### Work item
Filter the entries beneath this task, copying only the lines that hold the word "jersey".

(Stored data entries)
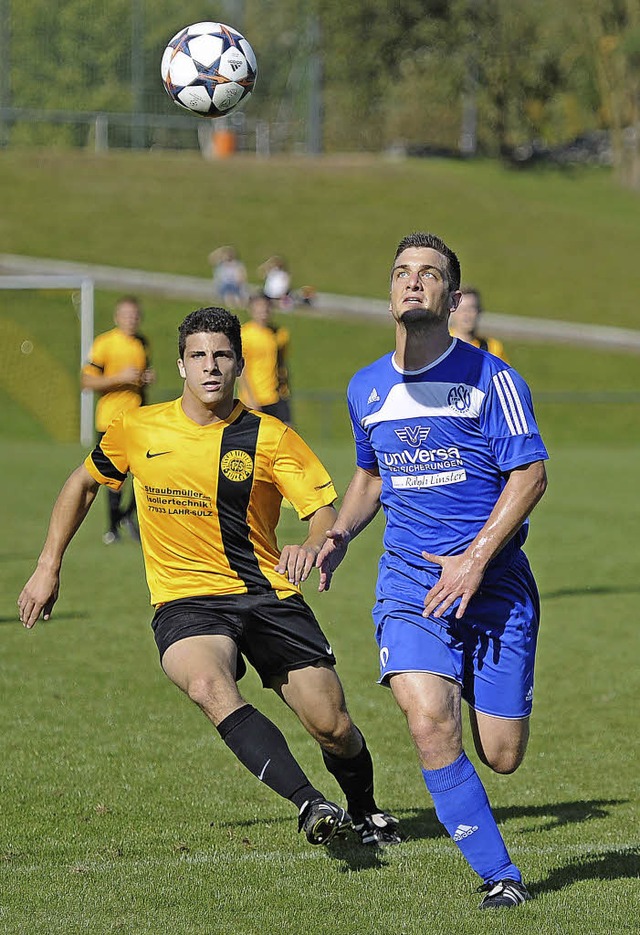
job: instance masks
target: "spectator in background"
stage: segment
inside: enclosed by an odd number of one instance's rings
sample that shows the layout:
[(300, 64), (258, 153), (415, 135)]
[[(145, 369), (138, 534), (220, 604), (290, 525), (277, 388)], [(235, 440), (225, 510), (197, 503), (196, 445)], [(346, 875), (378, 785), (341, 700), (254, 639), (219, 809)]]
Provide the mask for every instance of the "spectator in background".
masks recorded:
[(273, 321), (271, 299), (257, 293), (249, 299), (250, 320), (242, 326), (244, 371), (240, 399), (250, 409), (276, 416), (291, 425), (289, 331)]
[[(140, 303), (135, 296), (118, 299), (114, 314), (116, 327), (98, 335), (82, 368), (82, 389), (100, 394), (95, 414), (98, 441), (122, 412), (144, 405), (145, 390), (155, 380), (147, 339), (138, 331), (141, 318)], [(121, 529), (138, 540), (133, 490), (126, 507), (122, 505), (122, 490), (109, 489), (107, 493), (108, 527), (102, 541), (105, 545), (117, 542)]]
[(234, 247), (218, 247), (209, 254), (213, 269), (213, 291), (229, 308), (244, 308), (247, 301), (247, 270)]
[(287, 264), (281, 256), (271, 256), (258, 267), (258, 272), (264, 277), (263, 293), (272, 302), (277, 302), (280, 308), (288, 310), (293, 305), (291, 295), (291, 275)]
[(467, 344), (473, 344), (482, 351), (489, 351), (494, 357), (499, 357), (509, 363), (504, 352), (502, 341), (496, 338), (485, 338), (478, 333), (478, 322), (482, 314), (482, 300), (480, 293), (473, 286), (460, 286), (462, 298), (455, 312), (449, 316), (449, 332), (454, 338), (460, 338)]

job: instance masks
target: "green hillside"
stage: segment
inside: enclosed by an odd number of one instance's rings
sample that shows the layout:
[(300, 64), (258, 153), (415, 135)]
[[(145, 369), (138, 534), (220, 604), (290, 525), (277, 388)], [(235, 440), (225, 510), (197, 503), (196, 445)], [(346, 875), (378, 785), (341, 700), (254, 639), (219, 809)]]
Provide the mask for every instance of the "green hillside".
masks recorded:
[(383, 298), (396, 242), (428, 229), (491, 311), (640, 328), (640, 197), (606, 170), (8, 150), (0, 173), (0, 252), (205, 276), (234, 243), (254, 279), (281, 253), (295, 285)]

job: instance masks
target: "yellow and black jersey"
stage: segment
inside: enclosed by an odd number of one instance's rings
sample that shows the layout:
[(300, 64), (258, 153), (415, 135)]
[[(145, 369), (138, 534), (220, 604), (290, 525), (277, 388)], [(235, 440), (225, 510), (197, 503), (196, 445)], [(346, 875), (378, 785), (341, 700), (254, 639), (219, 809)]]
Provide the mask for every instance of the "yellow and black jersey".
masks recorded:
[(497, 338), (474, 338), (473, 341), (469, 341), (469, 344), (479, 347), (481, 351), (489, 351), (494, 357), (504, 360), (505, 364), (509, 363), (504, 352), (504, 344), (502, 341), (498, 341)]
[(285, 497), (304, 519), (336, 499), (327, 471), (293, 429), (240, 402), (197, 425), (181, 400), (121, 415), (85, 466), (118, 490), (134, 478), (151, 602), (299, 589), (274, 571)]
[[(91, 346), (83, 373), (111, 377), (127, 367), (146, 370), (149, 366), (147, 341), (142, 335), (128, 335), (119, 328), (99, 334)], [(144, 403), (140, 389), (110, 390), (103, 393), (96, 406), (96, 429), (104, 432), (121, 412), (137, 409)]]
[(289, 399), (288, 348), (286, 328), (262, 327), (254, 321), (242, 326), (243, 377), (258, 406), (273, 406), (280, 399)]

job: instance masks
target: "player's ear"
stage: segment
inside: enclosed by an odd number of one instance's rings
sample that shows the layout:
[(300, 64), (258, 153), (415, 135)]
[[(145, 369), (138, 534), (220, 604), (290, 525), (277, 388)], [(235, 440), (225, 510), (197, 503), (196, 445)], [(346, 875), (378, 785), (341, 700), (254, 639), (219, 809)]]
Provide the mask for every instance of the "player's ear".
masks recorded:
[(459, 289), (456, 289), (455, 292), (451, 293), (451, 296), (449, 297), (449, 311), (450, 312), (455, 312), (457, 307), (460, 305), (461, 298), (462, 298), (462, 293), (460, 292)]
[(183, 362), (182, 362), (182, 357), (178, 357), (177, 363), (178, 363), (178, 373), (180, 374), (180, 376), (182, 377), (183, 380), (186, 380), (186, 379), (187, 379), (187, 372), (186, 372), (186, 370), (184, 369), (184, 364), (183, 364)]
[(244, 370), (244, 357), (241, 357), (240, 360), (236, 363), (236, 376), (241, 377), (243, 370)]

### Solved problem
target: "yellow and black jersey"
Provide the mask for every instance of the "yellow and black jersey".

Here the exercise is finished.